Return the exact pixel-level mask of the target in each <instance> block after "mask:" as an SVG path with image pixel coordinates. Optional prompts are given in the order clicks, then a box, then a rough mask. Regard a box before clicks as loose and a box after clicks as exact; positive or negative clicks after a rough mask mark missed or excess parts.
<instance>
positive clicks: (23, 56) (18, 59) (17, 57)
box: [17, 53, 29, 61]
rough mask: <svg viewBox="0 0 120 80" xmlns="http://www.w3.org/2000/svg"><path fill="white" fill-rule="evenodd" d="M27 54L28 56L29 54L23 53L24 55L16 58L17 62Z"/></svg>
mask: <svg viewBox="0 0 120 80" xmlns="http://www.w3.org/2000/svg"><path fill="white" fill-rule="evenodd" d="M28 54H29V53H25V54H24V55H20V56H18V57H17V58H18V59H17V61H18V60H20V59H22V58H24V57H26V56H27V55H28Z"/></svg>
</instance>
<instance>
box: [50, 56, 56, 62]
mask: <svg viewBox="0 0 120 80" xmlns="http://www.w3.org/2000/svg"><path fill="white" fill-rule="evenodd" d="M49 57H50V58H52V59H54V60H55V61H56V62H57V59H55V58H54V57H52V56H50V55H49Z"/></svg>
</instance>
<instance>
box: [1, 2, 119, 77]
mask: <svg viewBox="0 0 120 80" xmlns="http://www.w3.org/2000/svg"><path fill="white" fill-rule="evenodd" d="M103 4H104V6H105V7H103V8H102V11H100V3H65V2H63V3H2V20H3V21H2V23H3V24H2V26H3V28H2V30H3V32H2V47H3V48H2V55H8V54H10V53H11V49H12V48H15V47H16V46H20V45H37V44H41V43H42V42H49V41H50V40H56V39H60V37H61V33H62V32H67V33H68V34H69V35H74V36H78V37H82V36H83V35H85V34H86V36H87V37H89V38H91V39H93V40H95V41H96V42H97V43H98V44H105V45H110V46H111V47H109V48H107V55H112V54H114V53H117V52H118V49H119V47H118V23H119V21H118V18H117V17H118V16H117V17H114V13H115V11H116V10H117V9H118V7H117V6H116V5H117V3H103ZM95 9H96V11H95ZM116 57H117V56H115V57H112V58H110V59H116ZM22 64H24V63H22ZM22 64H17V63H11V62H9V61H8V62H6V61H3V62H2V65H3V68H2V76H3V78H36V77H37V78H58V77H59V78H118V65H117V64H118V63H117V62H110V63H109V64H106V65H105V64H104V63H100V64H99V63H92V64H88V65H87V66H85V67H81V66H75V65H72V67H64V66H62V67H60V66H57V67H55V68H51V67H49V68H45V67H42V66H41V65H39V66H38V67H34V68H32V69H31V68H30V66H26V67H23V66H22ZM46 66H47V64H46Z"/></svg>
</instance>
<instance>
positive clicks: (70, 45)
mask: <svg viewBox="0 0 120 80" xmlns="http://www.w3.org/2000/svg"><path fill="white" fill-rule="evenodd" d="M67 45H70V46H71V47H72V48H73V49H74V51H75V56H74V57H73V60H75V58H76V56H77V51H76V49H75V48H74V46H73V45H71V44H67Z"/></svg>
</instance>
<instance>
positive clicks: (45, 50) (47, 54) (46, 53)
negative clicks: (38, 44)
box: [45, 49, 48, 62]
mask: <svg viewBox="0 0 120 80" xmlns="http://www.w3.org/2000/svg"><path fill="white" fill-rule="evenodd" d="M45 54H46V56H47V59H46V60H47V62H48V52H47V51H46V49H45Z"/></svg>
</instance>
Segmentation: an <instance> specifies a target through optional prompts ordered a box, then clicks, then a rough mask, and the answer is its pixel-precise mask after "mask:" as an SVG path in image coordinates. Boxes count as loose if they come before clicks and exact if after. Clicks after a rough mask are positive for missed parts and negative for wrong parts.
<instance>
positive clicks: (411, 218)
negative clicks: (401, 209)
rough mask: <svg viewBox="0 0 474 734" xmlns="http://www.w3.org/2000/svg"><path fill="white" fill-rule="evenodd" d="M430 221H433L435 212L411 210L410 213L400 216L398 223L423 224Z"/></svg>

◆ **What is needed**:
Every line with "pixel" in it should be copied from the entries above.

◆ **Reply to the exercise**:
Return the exact pixel-level mask of the target in each <instance> block after "mask:" as an SVG path with image pixel coordinates. Optional prompts are given in the order clicks, then a box, then a rough mask. Regard a box before clicks as loose and a box after clicks as exact; positive or negative clicks after a rough mask mark missed or excess parts.
Segmentation: an <instance> specifies a target through optional prompts ordered a box, then clicks, then a rough mask, and the answer is its pixel-precise mask after "mask:" as an SVG path in image coordinates. Boxes count as loose if they come before clicks and exact if after. Clicks after a rough mask are positive for missed parts and negative for wrong parts.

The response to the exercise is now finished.